**TASKS TO CARRY OUT**
1: Can you copy the part of the Donald Pinnock biography starting with "He has held three" and going on through "explores gang life."?
2: Could you turn the paragraph of the Donald Pinnock biography that begins "Pinnock has a PhD in political science" into a short list that keeps its main facts?
3: According to the Donald Pinnock biography, in what year was Pinnock appointed a commissioner of the International Union for Conservation of Nature?

**PAGE TEXT**
"""

Donald Pinnock is a South African writer, investigative journalist, and photographer. He was born in 1947, in Queenstown, South Africa, and educated at Queens College. He is a Research Fellow at the Centre of Criminology, University of Cape Town,. and a former editor of Getaway magazine in Cape Town. He has been an electronic engineer, lecturer in journalism and criminology, consultant to the Mandela government, a professional yachtsman, explorer, travel and environmental writer, photographer and a cable-car operator on the Rock of Gibraltar. His passions are species conservation in Africa and the relationship between early social and biological trauma and high-risk adolescent behavior.

Academic and professional career 
Pinnock has a PhD in political science, an MA in criminology, a BA in African history and has published a post-doctoral study on gangs, rituals and rites of passage. He has held lectureships in Journalism (Rhodes) and Criminology (University of Cape Town) and conducted his PhD research at School of Oriental and African Studies, London University. He was the first Writer in Residence at South Africa's Antarctic SANAE IV base (2005–06).

As a criminologist, he was one of the co-drafters for the ANC government of the Youth Justice White Paper, which became the Child Justice Act. He is a specialist in adolescent deviance, was one of the founders of the Usiko Trust and is a trustee of the Chrysalis Academy, both involved with support and training for high-risk youth. He is an Honorary Research Associate in the Centre of Criminology, University of Cape Town.

He was appointed a commissioner of the International Union for Conservation of Nature (IUCN) in 2017.

He has held three photographic exhibitions in Cape Town: The Wonder of Elephants and Postcards from the Road. $treet$ is a traveling exhibition that explores gang life.

He is a columnist for BA High Life and Mahala and researcher/writer for the Conservation Action Trust, The Dodo and Daily Maverick

Awards 
 1979 – Diocesan College History Prize: African history
 1993 – Robert Ally Award: journalism
 1997 – Pica Award: Environment, Wildlife & Conservation Journalism Award
 1997 – Mondi Award for Journalism: Foresight
 1998 – Mondi Award for Journalism: Issues
 1999 – Pica Award: Consumer Journalism
 1999 – Pica Award: Wildlife & Conservation Journalism Award
 2001 – Mondi Award for Journalism: Foresight
 2001 – Mondi Award for Journalism: Columns
 2009 – Finalist, European Union Literary Award (for Rainmaker)
 2010 – Finalist, Mondi Award for Journalism: Columns
 2013 – City Press Non-Fiction Award for his book Gang Town

Personal life 
He is married to the novelist and poet Patricia Schonstein, with whom he has a son and a daughter.

"""

**SUPPLIED MATERIAL**
"""

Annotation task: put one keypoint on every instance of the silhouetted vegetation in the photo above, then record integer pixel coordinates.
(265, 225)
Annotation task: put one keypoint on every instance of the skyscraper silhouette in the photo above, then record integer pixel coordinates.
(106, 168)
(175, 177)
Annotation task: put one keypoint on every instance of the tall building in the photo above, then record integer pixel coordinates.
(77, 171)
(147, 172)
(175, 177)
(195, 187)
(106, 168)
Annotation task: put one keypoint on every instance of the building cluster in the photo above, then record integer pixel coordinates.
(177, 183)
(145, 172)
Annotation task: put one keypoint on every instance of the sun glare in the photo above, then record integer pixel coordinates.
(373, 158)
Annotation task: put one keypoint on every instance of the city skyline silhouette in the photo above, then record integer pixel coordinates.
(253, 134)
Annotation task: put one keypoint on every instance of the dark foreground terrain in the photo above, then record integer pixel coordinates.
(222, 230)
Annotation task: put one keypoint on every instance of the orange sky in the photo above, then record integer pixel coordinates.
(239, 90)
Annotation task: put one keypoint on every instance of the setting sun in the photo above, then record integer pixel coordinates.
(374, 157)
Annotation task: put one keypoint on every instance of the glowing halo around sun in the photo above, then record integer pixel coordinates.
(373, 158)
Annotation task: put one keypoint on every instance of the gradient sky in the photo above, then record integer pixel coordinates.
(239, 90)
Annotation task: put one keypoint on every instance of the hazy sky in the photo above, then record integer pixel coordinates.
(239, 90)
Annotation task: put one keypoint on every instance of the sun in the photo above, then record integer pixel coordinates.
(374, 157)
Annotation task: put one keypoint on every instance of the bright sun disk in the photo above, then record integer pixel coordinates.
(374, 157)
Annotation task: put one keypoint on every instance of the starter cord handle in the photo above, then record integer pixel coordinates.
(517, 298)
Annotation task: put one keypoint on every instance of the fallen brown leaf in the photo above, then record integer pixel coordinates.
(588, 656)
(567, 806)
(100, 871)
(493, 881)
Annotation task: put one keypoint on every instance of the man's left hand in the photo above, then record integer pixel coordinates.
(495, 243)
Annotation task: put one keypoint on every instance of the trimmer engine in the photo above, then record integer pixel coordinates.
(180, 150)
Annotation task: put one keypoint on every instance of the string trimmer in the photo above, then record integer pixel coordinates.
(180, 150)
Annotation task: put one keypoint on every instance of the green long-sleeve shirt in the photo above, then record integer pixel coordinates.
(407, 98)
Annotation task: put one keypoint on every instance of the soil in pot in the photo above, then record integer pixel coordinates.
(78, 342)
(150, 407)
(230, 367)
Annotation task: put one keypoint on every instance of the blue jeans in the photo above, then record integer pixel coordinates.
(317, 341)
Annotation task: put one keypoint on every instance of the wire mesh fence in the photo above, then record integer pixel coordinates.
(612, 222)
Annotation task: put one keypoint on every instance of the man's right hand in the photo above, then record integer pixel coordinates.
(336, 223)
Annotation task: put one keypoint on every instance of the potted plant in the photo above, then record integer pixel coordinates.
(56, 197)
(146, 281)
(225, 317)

"""

**SOLUTIONS TO EACH TASK**
1:
He has held three photographic exhibitions in Cape Town: The Wonder of Elephants and Postcards from the Road. $treet$ is a traveling exhibition that explores gang life.

2:
- Degrees: PhD in political science, MA in criminology, BA in African history
- Published a post-doctoral study on gangs, rituals and rites of passage
- Lectured in Journalism (Rhodes) and Criminology (University of Cape Town)
- Did his PhD research at the School of Oriental and African Studies, London University
- First Writer in Residence at South Africa's Antarctic SANAE IV base (2005–06)

3: 2017